:: Rows from a box labeling dataset ::
----

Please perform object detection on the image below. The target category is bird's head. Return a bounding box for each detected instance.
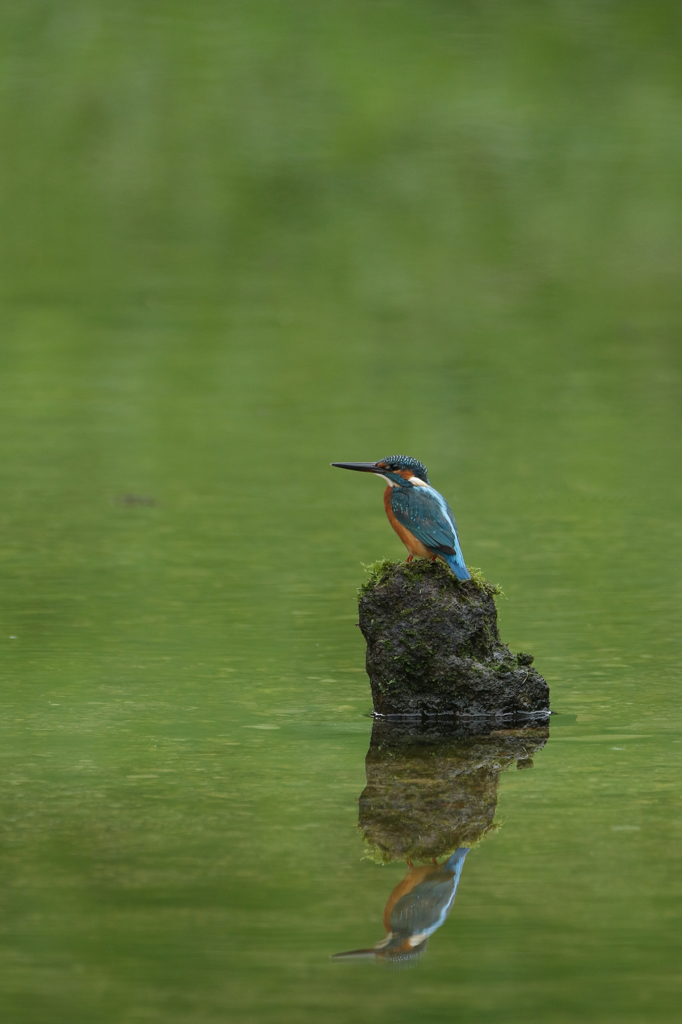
[332,455,429,487]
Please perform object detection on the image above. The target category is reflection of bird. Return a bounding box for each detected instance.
[332,847,469,959]
[332,455,471,580]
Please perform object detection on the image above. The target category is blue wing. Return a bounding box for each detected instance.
[391,486,470,580]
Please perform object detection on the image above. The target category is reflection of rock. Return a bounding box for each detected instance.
[359,559,549,716]
[332,720,549,966]
[359,721,549,862]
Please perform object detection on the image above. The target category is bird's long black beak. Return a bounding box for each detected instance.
[330,462,381,473]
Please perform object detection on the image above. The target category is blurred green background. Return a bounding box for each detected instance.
[0,0,682,1024]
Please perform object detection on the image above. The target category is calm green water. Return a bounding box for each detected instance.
[0,0,682,1024]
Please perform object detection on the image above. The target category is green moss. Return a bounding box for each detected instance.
[357,558,504,597]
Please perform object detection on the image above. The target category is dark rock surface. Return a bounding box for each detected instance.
[358,720,549,863]
[359,559,549,717]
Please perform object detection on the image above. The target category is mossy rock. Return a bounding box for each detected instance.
[358,721,549,863]
[358,559,549,717]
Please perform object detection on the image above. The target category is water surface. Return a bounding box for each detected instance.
[0,0,682,1024]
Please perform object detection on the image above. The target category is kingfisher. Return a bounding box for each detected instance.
[332,455,471,580]
[332,846,469,961]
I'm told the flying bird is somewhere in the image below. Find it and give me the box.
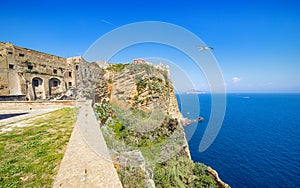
[198,46,214,51]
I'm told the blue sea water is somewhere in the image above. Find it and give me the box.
[177,94,300,188]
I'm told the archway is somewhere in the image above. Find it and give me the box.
[32,77,45,100]
[49,78,61,96]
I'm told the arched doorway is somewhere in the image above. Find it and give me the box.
[49,78,61,96]
[32,77,45,100]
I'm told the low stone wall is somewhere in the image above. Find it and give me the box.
[0,100,76,110]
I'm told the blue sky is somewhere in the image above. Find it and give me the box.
[0,0,300,92]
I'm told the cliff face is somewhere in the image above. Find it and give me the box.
[95,63,227,187]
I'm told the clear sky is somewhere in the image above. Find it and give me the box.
[0,0,300,92]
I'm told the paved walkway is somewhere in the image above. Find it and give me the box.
[53,101,122,188]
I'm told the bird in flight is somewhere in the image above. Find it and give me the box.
[198,46,214,51]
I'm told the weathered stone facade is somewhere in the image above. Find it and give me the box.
[0,42,88,100]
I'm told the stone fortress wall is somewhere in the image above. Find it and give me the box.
[0,42,87,101]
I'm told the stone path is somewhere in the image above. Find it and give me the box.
[53,101,122,188]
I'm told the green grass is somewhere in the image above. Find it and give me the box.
[0,108,76,187]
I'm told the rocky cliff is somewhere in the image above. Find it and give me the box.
[91,63,227,187]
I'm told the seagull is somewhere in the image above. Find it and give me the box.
[198,46,214,51]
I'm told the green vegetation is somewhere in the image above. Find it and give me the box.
[95,101,217,187]
[105,64,128,72]
[0,108,75,188]
[154,156,217,188]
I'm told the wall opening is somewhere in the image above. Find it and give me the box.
[49,78,61,96]
[32,77,44,100]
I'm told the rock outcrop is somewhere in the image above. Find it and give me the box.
[95,62,229,187]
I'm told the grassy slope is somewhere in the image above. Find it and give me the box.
[0,108,76,187]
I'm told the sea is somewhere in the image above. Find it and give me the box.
[176,93,300,188]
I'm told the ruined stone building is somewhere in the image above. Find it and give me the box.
[0,42,88,100]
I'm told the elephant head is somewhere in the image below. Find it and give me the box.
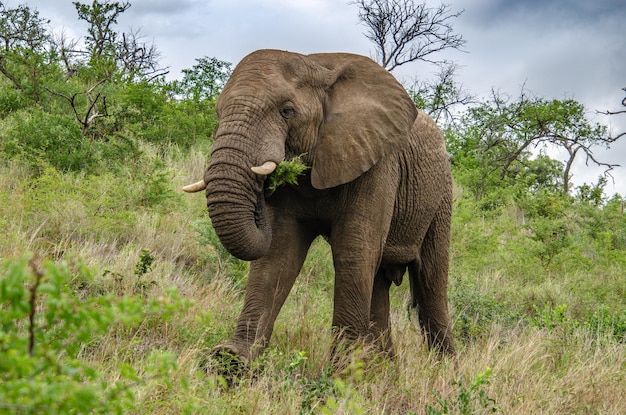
[185,50,417,260]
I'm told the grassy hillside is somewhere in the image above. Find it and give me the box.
[0,144,626,414]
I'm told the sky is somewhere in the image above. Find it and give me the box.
[15,0,626,196]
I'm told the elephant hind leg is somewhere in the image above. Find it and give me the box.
[409,214,455,354]
[370,265,406,357]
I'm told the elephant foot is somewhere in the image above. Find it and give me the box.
[202,344,249,386]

----

Rewrite the items as a JSON list of strings, with one string for each line and blank lines omitted. Leave the pictures out of your answer.

:: WORKED SOLUTION ::
[
  "Please perform object detection on the image below. The target category is bird's head. Return a bounding box for each detected instance.",
  "[332,455,429,487]",
  "Please perform object detection on the image above. The target category is reflection of bird. Return a bounding box for each detected instance.",
  "[332,847,469,959]",
  "[332,455,471,580]",
  "Please perform object detection on the image above. The target category is blue wing. Return a bounding box for each detected instance.",
  "[391,486,470,580]",
  "Please perform object detection on the image above. The target category is reflection of rock. Return a bounding box for each detected instance.",
  "[359,559,549,716]",
  "[332,720,549,966]",
  "[359,721,549,862]",
  "Please perform object detection on the image above. The target category is bird's long black beak. Return a bounding box for each detected instance.",
  "[330,462,381,473]",
  "Please perform object detection on the image above. The target category is blurred green background. Return a bounding box for each detected instance.",
  "[0,0,682,1024]",
  "Please perform object detection on the image above. The target category is calm green water. Return a bounding box for each detected instance.",
  "[0,0,682,1024]",
  "Please perform object detection on the image above. The target category is green moss. Return a bounding box for each detected instance.",
  "[357,558,504,597]",
  "Please perform object detection on the image above. The target category is dark rock surface. Return a bounding box for each detected instance.",
  "[358,720,549,863]",
  "[359,559,549,717]",
  "Please perform object detection on the image above. The target category is mossy rock. Return a bounding box for each detected instance.",
  "[358,721,549,863]",
  "[358,559,549,717]",
  "Please perform object detection on the image above. The target category is water surface. Return a bounding box for each detected instance.",
  "[0,0,682,1024]",
  "Please perform object detection on the image above. The target category is kingfisher. Return a bounding box for each detected instance.",
  "[332,455,471,580]",
  "[332,846,469,961]",
  "I'm told the flying bird is somewhere in the image below. Find it and give me the box.",
  "[198,46,214,51]",
  "I'm told the blue sea water is somewhere in the image above. Find it and give me the box.",
  "[177,94,300,188]",
  "I'm told the archway is somewhere in the image above. Find it and give me the box.",
  "[32,77,45,100]",
  "[49,78,61,96]",
  "I'm told the arched doorway is somewhere in the image above. Find it and give me the box.",
  "[49,78,61,96]",
  "[32,77,45,100]",
  "I'm told the low stone wall is somewhere in the image above. Find it and give me the box.",
  "[0,100,76,110]",
  "I'm told the blue sky is somewhere in the image above. Find it and give me the box.",
  "[0,0,300,92]",
  "I'm told the cliff face is somewhere in the image above. Find it and give me the box.",
  "[95,63,227,187]",
  "I'm told the clear sky is somewhere in the image above. Find it and give me the box.",
  "[0,0,300,92]",
  "I'm told the paved walkway is somewhere in the image above. Find it and give me the box.",
  "[53,101,122,188]",
  "I'm told the bird in flight is somewhere in the image above. Find it and give me the box.",
  "[198,46,214,51]",
  "I'm told the weathered stone facade is somewhere in the image above. Find it and give me the box.",
  "[0,42,88,100]",
  "I'm told the stone fortress wall is somewhere in the image above. Find it and give me the box.",
  "[0,42,87,101]",
  "I'm told the stone path is somewhere in the image above. Find it and give me the box.",
  "[53,101,122,188]",
  "I'm told the green grass is somewhere in the image above. Find it and give me the box.",
  "[0,108,76,187]",
  "I'm told the rocky cliff is somewhere in the image above. Find it and give me the box.",
  "[91,63,227,187]",
  "I'm told the seagull is somewhere in the image above. Find it and give me the box.",
  "[198,46,214,51]",
  "I'm told the green vegetation is somewhere in the image above. Find it and give me the box.",
  "[95,101,217,187]",
  "[105,64,128,72]",
  "[0,108,75,188]",
  "[154,156,217,188]",
  "I'm told the wall opening is somewhere in the image above. Find it and give me the box.",
  "[49,78,61,96]",
  "[32,77,44,100]",
  "I'm told the rock outcrop is somewhere in the image above. Find it and give me the box.",
  "[95,62,229,187]",
  "I'm told the grassy slope is somewhere in the image above. Find it and give me the box.",
  "[0,108,76,187]",
  "I'm told the sea is somewhere in the image above. Find it and give me the box.",
  "[176,93,300,188]",
  "I'm told the ruined stone building is somewhere in the image above. Find it and give me the box.",
  "[0,42,88,100]",
  "I'm told the elephant head is somewhere in the image below. Find it and give me the box.",
  "[185,50,417,260]",
  "I'm told the grassy hillside is somewhere in the image above. Find it and give me the box.",
  "[0,144,626,414]",
  "I'm told the sky is somewhere in the image above. Find it and give me the box.",
  "[15,0,626,196]",
  "I'm told the elephant hind leg is somewhere in the image above. Find it and give me the box.",
  "[409,214,455,354]",
  "[370,265,406,357]",
  "I'm told the elephant foot is somewhere in the image above. Find it and give me the box.",
  "[202,344,249,386]"
]